● What the task requires: Copy each of the lines below character for character, leaving every number, bracket, and punctuation mark unchanged.
☆ ☆ ☆
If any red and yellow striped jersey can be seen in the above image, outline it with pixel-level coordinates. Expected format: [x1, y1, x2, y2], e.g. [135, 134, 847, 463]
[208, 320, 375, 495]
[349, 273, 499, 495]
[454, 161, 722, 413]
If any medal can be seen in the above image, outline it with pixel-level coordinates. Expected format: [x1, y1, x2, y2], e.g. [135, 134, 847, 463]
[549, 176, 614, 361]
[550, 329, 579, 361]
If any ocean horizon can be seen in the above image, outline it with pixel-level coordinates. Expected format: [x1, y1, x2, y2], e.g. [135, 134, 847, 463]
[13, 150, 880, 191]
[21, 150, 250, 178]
☆ ☆ ☆
● Response below:
If any red and yellow striped jersey can be seen in the above image, outline it with pixel-level coordinates. Expected format: [x1, y1, x2, y2], e.g. [135, 134, 847, 463]
[208, 320, 375, 495]
[349, 273, 499, 495]
[454, 161, 722, 413]
If any medal can be seen in the above image, outline it with pixel-level coordinates. Expected format: [x1, y1, x2, y2], e.g. [135, 134, 847, 463]
[549, 176, 614, 361]
[550, 329, 579, 361]
If any ocean horizon can be seen in the above image, outline it with pixel-level coordinates. Expected format: [x1, y1, x2, y2], e.g. [135, 134, 847, 463]
[13, 150, 880, 191]
[21, 150, 250, 178]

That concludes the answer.